Excerpted passage:
That said, he did at least have the opportunity to say one or two things about libertarianism, and it was encouraging to find the audience applauding rather less enthusiastically for the bansturbators than they had done earlier for those guests who averred that priests abusing children was a disgrace. If banning drivers from all alcohol consumption was such an obvious no-brainer, surely the audience would have given it the same acclamation they gave to the many other no-brainer statements made on the programme that day.

Publicity bite number two occurred this very morning. Again, LPUK leader Chris Mounsey was invited to speak about the party, this time on The Daily Politics. The producers contacted him to say the interview would be part of a segment on the ‘small parties’ and their policies – as if to suggest that, alone of all media outlets, The Daily Politics was responsible and engaged enough to tell its viewers that there actually are more than three political parties in the United Kingdom. Again, Chris agreed to appear.

And again, he found himself wrong-footed. The ‘interview’ would turn out to be a two-and-a-half minute segment during which Andrew Neil actually did most of the talking. Outliers of all types have to be kept in the liminal spaces, of course, and with small parties, there is a distinct danger that if the media actually report their actual views in any kind of detail, those parties might cease to be quite so small.

Andrew Neil obviously entered the ‘interview’ with that in mind, and ensured that every one of his questions reinforced that marginalisation. He asked not one single question about the party’s policies, manifesto or activities during the course of its two-year existence; instead, he asked, ‘Why are you so small?’ and ‘Why are you standing only one candidate?’ These are not invalid questions, per se, but they have as much relevance to what the party advocates as why they chose blue and gold for the party colours, or a gryphon for its logo.

Maxim 3 of Political ‘Debate': If your position is generally perceived to be marginal, your opponent will focus solely on marginalising you.

During a general election when the media is prepared to demand ridiculous levels of detail about main-party policies, they are certainly not going to waste valuable time asking what is the general goal, outlook, or most prominent policy of any small party. It might suck up the time they’d rather spend reporting on Sarah Brown’s wonky toe.

To do:
(A) Set down the passage on the Libertarian Party's media appearances word for word, from "Publicity bite number" up to and including "agreed to appear.".
(B) According to the passage on the Libertarian Party's media appearances, how long did the Daily Politics "interview" with Chris Mounsey turn out to be?

Items stored in a collection:
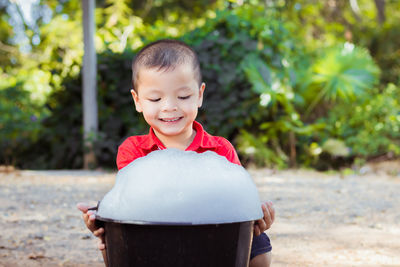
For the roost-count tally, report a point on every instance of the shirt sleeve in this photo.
(126, 154)
(228, 151)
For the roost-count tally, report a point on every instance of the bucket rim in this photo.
(139, 222)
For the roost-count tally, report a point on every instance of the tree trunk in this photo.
(89, 93)
(380, 7)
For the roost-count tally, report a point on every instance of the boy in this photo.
(168, 90)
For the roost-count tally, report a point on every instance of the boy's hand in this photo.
(89, 218)
(266, 222)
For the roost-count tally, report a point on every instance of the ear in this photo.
(135, 97)
(201, 92)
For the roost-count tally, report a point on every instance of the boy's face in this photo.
(169, 100)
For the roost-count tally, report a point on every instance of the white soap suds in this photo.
(183, 187)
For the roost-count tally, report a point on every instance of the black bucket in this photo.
(147, 244)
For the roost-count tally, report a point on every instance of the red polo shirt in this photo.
(139, 146)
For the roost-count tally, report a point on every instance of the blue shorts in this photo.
(260, 245)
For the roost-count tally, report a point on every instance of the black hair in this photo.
(165, 55)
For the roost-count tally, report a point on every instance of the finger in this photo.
(101, 245)
(92, 215)
(271, 211)
(267, 218)
(261, 225)
(82, 207)
(99, 232)
(257, 231)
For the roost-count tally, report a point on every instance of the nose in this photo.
(170, 105)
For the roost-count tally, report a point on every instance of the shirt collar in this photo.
(202, 139)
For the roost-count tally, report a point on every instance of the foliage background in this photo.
(309, 83)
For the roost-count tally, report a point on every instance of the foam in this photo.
(182, 187)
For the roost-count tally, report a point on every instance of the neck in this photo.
(180, 142)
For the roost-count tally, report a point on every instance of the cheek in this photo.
(149, 110)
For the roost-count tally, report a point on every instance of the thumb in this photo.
(82, 207)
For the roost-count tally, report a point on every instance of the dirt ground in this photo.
(322, 220)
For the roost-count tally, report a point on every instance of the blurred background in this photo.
(302, 83)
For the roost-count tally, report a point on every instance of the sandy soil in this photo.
(322, 220)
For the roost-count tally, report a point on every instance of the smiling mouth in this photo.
(170, 119)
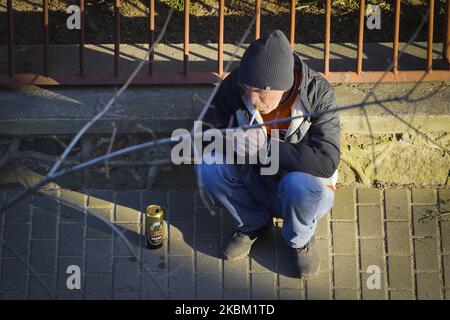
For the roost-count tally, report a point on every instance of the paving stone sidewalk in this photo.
(397, 232)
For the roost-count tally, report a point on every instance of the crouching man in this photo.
(272, 82)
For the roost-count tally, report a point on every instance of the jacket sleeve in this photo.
(319, 154)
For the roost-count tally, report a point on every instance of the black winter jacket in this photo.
(313, 145)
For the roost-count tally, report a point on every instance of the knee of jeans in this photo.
(300, 186)
(209, 173)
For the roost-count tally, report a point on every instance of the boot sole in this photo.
(263, 235)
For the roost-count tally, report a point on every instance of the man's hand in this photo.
(249, 141)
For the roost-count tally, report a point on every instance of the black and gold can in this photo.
(154, 226)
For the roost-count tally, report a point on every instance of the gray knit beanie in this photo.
(268, 63)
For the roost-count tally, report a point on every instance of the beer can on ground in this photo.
(154, 226)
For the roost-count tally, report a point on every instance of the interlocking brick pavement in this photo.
(397, 232)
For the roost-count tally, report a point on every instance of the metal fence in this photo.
(187, 77)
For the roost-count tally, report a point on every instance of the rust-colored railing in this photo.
(187, 77)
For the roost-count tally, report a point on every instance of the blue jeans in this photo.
(252, 199)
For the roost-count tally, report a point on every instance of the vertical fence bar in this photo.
(360, 36)
(117, 37)
(396, 36)
(81, 47)
(186, 37)
(446, 42)
(11, 39)
(292, 34)
(151, 37)
(221, 30)
(430, 37)
(45, 27)
(258, 18)
(326, 56)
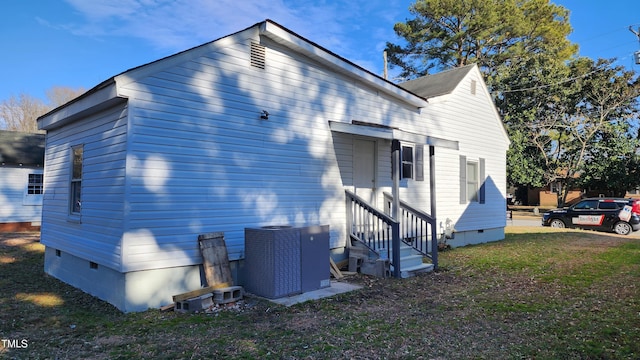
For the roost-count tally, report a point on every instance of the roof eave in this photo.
(98, 98)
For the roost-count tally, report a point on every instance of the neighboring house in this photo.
(21, 180)
(261, 127)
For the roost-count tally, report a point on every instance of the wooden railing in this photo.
(417, 229)
(375, 229)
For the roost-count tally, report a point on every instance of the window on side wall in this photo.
(34, 190)
(35, 184)
(75, 200)
(407, 162)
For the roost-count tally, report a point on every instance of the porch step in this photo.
(411, 262)
(414, 270)
(410, 259)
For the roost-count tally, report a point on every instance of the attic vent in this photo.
(257, 55)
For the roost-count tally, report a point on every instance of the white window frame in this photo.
(33, 192)
(473, 182)
(75, 180)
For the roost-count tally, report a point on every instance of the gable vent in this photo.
(257, 55)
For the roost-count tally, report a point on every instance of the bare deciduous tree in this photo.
(19, 113)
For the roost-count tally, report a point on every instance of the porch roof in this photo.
(390, 133)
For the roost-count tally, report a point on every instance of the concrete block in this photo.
(378, 268)
(228, 294)
(195, 304)
(355, 263)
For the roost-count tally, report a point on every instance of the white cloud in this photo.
(355, 29)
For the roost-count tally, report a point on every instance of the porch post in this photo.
(395, 176)
(432, 196)
(395, 192)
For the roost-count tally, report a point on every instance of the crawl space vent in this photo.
(257, 55)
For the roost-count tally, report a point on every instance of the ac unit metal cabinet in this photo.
(282, 261)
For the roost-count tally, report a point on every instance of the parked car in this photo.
(604, 214)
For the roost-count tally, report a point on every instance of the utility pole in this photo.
(384, 57)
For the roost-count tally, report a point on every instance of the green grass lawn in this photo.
(541, 293)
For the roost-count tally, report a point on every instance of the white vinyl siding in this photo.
(17, 204)
(96, 234)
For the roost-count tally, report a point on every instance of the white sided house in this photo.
(21, 180)
(262, 128)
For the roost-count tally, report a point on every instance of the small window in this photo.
(75, 200)
(35, 184)
(407, 162)
(258, 55)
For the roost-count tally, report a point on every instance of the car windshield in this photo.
(586, 205)
(608, 205)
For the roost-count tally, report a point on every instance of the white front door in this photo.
(364, 168)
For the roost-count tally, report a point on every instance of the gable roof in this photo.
(24, 149)
(442, 83)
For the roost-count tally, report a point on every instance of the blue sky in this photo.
(80, 43)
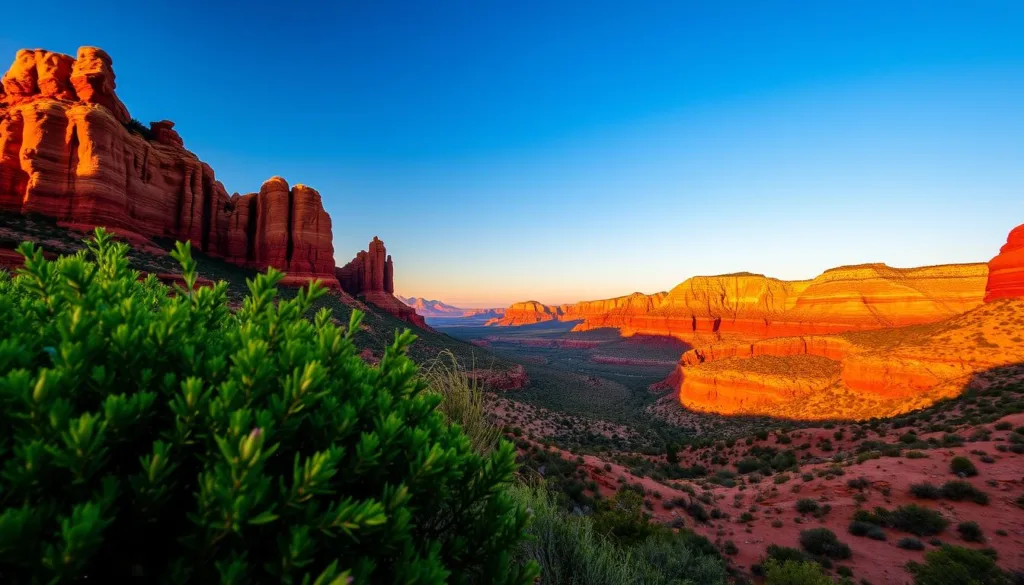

Full solutions:
(A)
Publicity bite number two occurred this very morning. Again, LPUK leader Chris Mounsey was invited to speak about the party, this time on The Daily Politics. The producers contacted him to say the interview would be part of a segment on the ‘small parties’ and their policies – as if to suggest that, alone of all media outlets, The Daily Politics was responsible and engaged enough to tell its viewers that there actually are more than three political parties in the United Kingdom. Again, Chris agreed to appear.

(B) It was a two-and-a-half minute segment.